═════ RECORDS TO USE ═════

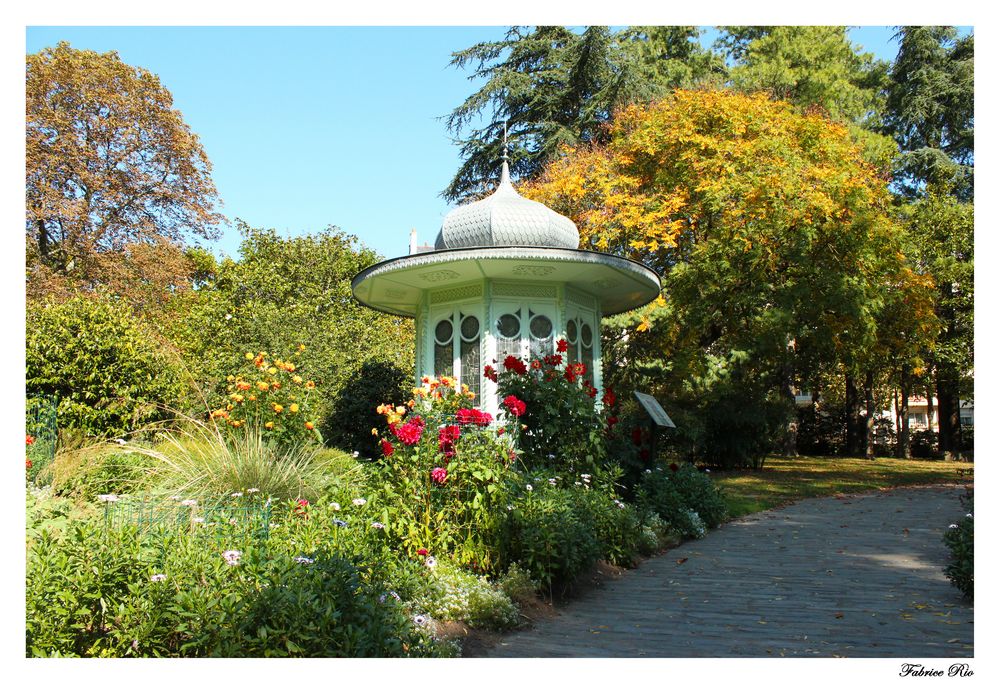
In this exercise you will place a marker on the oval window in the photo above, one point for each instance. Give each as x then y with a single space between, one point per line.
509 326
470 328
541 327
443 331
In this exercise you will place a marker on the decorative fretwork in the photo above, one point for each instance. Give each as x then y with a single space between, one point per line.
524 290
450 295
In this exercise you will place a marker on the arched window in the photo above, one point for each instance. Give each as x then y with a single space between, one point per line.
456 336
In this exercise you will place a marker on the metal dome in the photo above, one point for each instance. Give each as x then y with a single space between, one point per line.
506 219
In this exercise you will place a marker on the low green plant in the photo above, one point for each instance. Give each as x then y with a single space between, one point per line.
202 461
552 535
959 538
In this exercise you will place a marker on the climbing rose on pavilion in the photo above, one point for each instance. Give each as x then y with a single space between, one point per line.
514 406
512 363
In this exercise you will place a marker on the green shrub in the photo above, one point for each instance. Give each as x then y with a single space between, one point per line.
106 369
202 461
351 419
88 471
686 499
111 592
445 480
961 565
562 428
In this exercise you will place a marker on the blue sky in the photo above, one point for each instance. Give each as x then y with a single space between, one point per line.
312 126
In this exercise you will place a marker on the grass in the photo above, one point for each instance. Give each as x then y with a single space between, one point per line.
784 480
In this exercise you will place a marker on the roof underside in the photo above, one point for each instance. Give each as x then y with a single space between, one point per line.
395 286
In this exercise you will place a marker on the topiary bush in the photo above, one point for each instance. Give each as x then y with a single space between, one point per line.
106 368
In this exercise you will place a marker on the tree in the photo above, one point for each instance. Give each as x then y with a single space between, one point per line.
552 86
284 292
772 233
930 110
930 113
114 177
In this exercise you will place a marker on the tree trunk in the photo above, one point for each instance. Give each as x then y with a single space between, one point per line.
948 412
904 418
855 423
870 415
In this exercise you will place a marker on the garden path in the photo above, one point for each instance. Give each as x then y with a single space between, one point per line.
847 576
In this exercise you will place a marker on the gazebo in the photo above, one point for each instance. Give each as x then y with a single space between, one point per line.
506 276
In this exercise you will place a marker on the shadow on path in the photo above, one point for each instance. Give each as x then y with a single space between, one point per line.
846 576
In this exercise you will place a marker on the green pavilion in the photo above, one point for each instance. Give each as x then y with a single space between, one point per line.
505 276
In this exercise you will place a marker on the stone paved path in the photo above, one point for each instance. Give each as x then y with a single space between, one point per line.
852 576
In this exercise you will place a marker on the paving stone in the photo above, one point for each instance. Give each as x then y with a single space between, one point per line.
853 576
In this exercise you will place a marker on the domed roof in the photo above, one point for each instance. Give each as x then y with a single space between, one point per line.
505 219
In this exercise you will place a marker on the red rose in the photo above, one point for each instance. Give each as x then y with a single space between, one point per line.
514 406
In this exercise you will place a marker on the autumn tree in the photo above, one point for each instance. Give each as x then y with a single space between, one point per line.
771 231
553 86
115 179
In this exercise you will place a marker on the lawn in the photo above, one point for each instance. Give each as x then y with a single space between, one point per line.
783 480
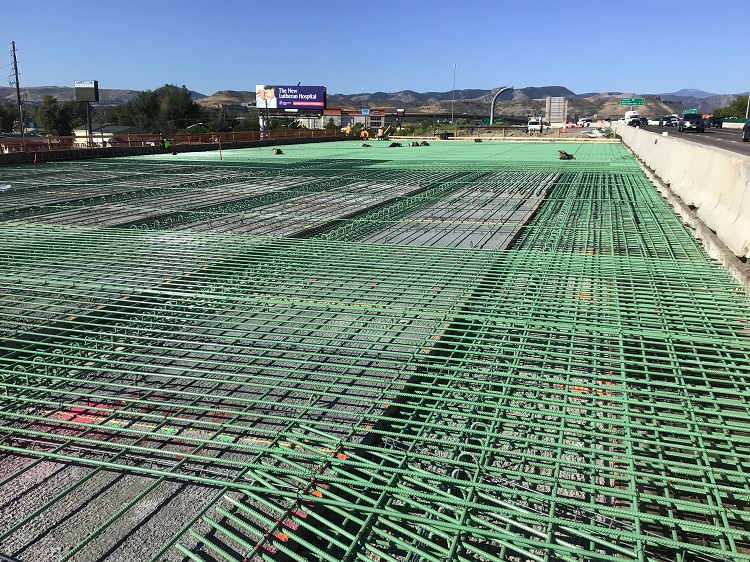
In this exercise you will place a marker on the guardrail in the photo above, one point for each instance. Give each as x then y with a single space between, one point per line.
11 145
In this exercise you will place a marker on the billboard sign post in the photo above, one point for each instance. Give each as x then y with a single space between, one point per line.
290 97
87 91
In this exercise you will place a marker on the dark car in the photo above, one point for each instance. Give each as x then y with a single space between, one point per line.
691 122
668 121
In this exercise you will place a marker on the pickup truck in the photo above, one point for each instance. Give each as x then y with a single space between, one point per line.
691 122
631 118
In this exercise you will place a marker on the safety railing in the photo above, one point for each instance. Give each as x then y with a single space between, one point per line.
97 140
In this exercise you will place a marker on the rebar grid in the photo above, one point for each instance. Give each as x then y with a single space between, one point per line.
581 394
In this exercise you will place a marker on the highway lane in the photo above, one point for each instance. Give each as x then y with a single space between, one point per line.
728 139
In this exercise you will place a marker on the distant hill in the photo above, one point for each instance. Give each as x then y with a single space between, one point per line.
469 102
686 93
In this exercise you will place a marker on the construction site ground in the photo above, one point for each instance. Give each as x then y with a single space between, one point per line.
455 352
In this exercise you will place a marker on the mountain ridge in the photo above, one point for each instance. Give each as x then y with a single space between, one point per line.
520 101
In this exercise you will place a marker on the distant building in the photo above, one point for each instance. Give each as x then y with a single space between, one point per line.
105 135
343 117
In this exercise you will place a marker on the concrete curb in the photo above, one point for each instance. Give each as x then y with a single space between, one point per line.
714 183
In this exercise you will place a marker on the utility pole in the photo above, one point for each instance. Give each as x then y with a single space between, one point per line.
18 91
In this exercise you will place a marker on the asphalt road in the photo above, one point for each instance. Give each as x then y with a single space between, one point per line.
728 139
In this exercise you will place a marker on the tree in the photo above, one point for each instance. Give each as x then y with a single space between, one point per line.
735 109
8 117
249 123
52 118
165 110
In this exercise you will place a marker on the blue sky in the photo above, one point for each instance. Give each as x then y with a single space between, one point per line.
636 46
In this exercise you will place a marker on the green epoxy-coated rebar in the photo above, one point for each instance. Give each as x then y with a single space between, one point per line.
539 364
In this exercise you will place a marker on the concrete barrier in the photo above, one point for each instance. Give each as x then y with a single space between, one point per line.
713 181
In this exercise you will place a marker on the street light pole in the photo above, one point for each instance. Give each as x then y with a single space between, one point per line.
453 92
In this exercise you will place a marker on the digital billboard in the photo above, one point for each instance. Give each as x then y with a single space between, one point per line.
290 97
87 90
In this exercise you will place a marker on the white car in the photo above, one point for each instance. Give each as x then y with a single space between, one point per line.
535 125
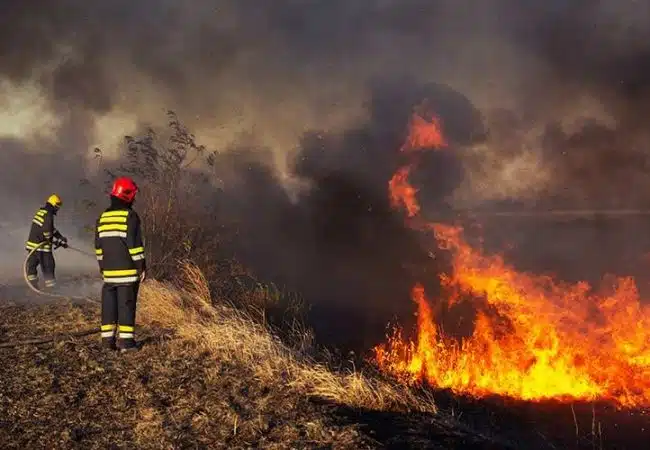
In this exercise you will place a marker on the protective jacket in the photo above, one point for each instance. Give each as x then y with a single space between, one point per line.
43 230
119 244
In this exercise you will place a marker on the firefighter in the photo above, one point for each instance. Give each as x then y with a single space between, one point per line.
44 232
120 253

═════

EXERCISE GOAL:
The pictures should be dropped, and every line above should be set down again exactly.

ANSWER TO THIS PROBLEM:
In this exercise you will place a marker on the oval window in the photo above, one point for each instance. Give each as x then y with a single space between, one point per line.
509 326
470 328
541 327
443 331
In this exercise you will place a marker on the decorative fretwork in the photo above, one point for each instance. Give each as x then y with a single space between, one point per line.
524 290
450 295
In this exercise you will place a marker on the arched window in the photo above, one point for each instance. Give each as x then y with a single space between, one point per line.
456 336
In this exercise you will place a marker on the metal dome in the photo above, one point for each instance. Give each as x then y with a single space between, one point per line.
506 219
In this exercise you will place a marker on the low green plant in the photo above, one point for each instance. Give each as x then y with a single space between, one point per line.
202 461
552 535
959 538
In this exercise you will place a marker on the climbing rose on pavilion in the photo above, one point for each instance. Give each as x then y with a single space between, one point per line.
514 406
512 363
In this exercise you will place a marker on the green shrub in the photo above, one point for each instance. Give each as x then y with a single space between, one point per line.
106 369
202 461
351 419
88 471
686 499
111 592
445 480
961 565
562 428
In this exercise you will place a marker on the blue sky in the photo above, one point for each instance. Give each as x then y with a single space between, one point per line.
312 126
In this exercise you will place a marker on the grass in the photo above, one point for each instance. Give each as x then y with a single space between, one point per line.
784 480
In this exercise you will place a marker on the roof underside in the photo above, one point for each instance. Give each as x then y with a single space between, one point per line.
395 286
In this exercise you will place a marker on the topiary bush in the photo above, one point for each instance. Give each as x then y with a single space between, one point per line.
106 368
In this exercise you will place a marker on the tree in the photo above, one point for each instance. Give each as x then y with a single space between, one point per line.
552 86
284 292
772 233
930 110
930 113
114 177
In this exercise you will place a marker on the tree trunk in the photo above, one point for each instance. Give each as x then y with a single space between, one point per line.
948 412
904 418
855 423
870 415
In this exercise you will place a marker on the garden path in the photo above, one point for each instance. Give each as x then y with a single space between, one point per line.
847 576
In this exercise you will place a marker on the gazebo in the photo above, one point for each instance. Give each as x then y with a single space between, one point per line.
506 276
In this exercise you will place a marker on the shadow on path in the photo above, one point for each instance. Give each as x then y with a single space between, one point per line.
846 576
In this exercise you will place a marker on the green pavilion in the photo above, one point for each instance. Give each as x then y with a single space between, one point per line.
505 276
In this exercise you will place a marker on the stone paved path in the photo above, one point for each instance. Give each as x then y with a single space between, one point per line.
852 576
In this exercise you will place a marker on the paving stone in the photo above, one point for each instance. Give each as x then y with a single space between, one point per line.
853 576
In this exercise you will place a marker on the domed roof in the photo above, one point for each instance. Give each as x then y with a single space between, one point per line.
505 219
In this exercise you will place a marker on the red rose in the photo above, one point for each instance. Give each as x then y with a single space between, one point per line.
514 406
In this exercise you will place a marker on the autumn tree in the photo above, one point for each instance. Give each as x then y with a single space between, one point per line.
771 231
553 86
115 179
In this exercise you will place a marker on the lawn in the photo above, one point for each instance. Give each as x then y with a single space between, one point per line.
783 480
In this exercise you will place a marker on the guardrail in the photo above, one point for each instance. Give each as x then y with a single space between, one point per line.
11 145
In this exercise you will place a marker on the billboard sign post in the photo above, one point for each instance. Give each as x then y with a single space between, one point per line.
290 97
87 91
In this exercise you will place a marker on the dark car in the photo above, one point for each instance. Give each as x then y with a single space between, one point per line.
691 122
668 121
In this exercise you will place a marker on the pickup truck in the photo above, one point for each instance. Give each as x then y with a single space between, one point per line.
691 122
631 118
In this exercise you will place a marker on the safety railing in the photo above, one point for each instance. Give each as x then y with a single space between, one point per line.
97 140
In this exercise you will place a marker on the rebar grid in the photo above, one point for each instance. Give each as x then y with a single space between, one point per line.
581 394
In this exercise you will place a marker on the highway lane in the photo above, one point for each instance. Give each as x then y with a single space between, one point per line.
728 139
In this exercise you will place a marker on the distant hill in the photo above, one point for each instance. Give each as x then y with a single space between, one point per line.
469 102
686 93
In this exercise you will place a marker on the construction site ground in the photo above, one point for each instance. Give each as x then y with a single space between, one point per line.
455 352
In this exercise you will place a marker on the mountain ridge in the photo above, one point for each instance. Give each as x then y with a single space between, one point per line.
520 101
In this exercise you will place a marker on the distant building in the photo above, one point for each instance. Give each as x then y with a single space between, one point per line.
105 135
343 117
In this exercise you will place a marker on the concrete curb in the photo above, one point for each instance. Give each as x then y with a single space between, one point per line.
714 183
In this exercise you will place a marker on the utility pole in the photo above, one point for each instance. Give each as x then y with a single space between, one point per line.
18 91
In this exercise you will place a marker on the asphalt road in the photo above, one point for each instance. Give each as x then y with a single space between, one point per line.
728 139
In this exercise you will place a marker on the tree in the photo above, one point for each instance. Give each as x then y with a single space between, one point per line.
735 109
8 117
249 123
52 118
165 110
In this exercise you will place a marker on the blue sky in the photo above, one point for each instance. Give each as x then y with a single space between, one point per line.
636 46
In this exercise you will place a marker on the green epoxy-coated rebar in the photo above, one point for each instance. Give each as x then y with a single space between, one point per line.
539 364
In this exercise you will place a marker on the concrete barrier in the photo above, one point for each instance. Give each as x then y with a single space between, one point per line.
713 181
In this exercise you will place a marker on the street light pole in the photo above, one point for each instance. Give each as x then y with a single space between, one point per line.
453 92
In this exercise you will place a marker on the digital billboard in the photo above, one point for each instance. Give each as x then y with a single space between, one point per line.
290 97
87 90
In this exercise you will place a marker on the white car in the photo above, one point for each instance. Give each as x then y with a single space between, one point per line.
535 125
In this exercise you will place a marker on the protective jacket in the photo above, one point for each instance. Give each as x then y with a single space between, one point per line.
43 230
119 244
In this exercise you will place a marker on the firefighter in the photo above, one point for each instance. Give each as x then y with a single space between, one point per line.
44 232
120 253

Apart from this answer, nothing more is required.